*Exercise goal*: Select every line in the records below that contains the word "cream", and copy each of those lines unchanged.
___ Record set
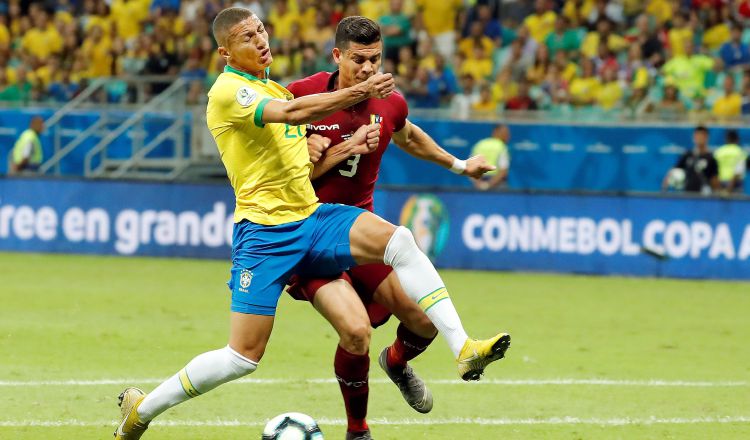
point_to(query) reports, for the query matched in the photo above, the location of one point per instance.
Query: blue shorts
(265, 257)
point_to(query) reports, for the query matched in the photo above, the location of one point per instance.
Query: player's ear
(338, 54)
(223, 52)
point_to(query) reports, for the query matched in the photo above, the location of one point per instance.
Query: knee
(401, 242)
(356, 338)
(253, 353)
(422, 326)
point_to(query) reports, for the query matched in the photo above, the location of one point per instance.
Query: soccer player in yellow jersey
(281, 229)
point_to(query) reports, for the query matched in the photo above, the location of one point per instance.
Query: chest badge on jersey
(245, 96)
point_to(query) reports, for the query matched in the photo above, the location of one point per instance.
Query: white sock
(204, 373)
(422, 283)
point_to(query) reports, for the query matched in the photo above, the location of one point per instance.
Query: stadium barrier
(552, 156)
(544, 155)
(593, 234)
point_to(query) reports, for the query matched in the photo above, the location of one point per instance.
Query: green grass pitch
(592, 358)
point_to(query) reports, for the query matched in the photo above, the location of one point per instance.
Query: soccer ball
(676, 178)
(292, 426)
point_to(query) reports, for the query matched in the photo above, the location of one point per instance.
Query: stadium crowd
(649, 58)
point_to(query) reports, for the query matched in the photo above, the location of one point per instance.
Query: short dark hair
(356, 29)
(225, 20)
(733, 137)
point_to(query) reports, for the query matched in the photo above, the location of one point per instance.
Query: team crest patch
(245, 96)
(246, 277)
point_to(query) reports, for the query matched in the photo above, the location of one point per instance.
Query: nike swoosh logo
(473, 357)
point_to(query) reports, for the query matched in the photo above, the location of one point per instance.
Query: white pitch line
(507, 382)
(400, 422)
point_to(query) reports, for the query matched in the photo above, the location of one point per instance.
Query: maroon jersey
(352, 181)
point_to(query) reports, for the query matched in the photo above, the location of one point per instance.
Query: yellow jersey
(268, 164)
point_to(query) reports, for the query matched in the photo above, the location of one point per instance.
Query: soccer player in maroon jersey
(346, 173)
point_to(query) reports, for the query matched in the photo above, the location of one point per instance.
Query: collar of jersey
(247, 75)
______
___ Record set
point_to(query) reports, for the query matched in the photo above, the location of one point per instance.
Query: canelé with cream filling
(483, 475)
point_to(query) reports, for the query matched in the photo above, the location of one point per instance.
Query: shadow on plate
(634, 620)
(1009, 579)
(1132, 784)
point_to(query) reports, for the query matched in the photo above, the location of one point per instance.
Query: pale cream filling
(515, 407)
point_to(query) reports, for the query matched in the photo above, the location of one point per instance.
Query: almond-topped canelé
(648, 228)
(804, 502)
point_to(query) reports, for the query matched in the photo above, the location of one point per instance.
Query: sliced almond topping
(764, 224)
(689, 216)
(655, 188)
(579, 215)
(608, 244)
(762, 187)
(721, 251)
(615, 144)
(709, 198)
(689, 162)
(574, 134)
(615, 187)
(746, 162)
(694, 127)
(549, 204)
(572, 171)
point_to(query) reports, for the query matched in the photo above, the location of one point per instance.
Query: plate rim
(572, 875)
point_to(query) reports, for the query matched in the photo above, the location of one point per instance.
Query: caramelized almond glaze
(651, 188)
______
*Solution*:
Query: canelé with cream filling
Query: pale cream filling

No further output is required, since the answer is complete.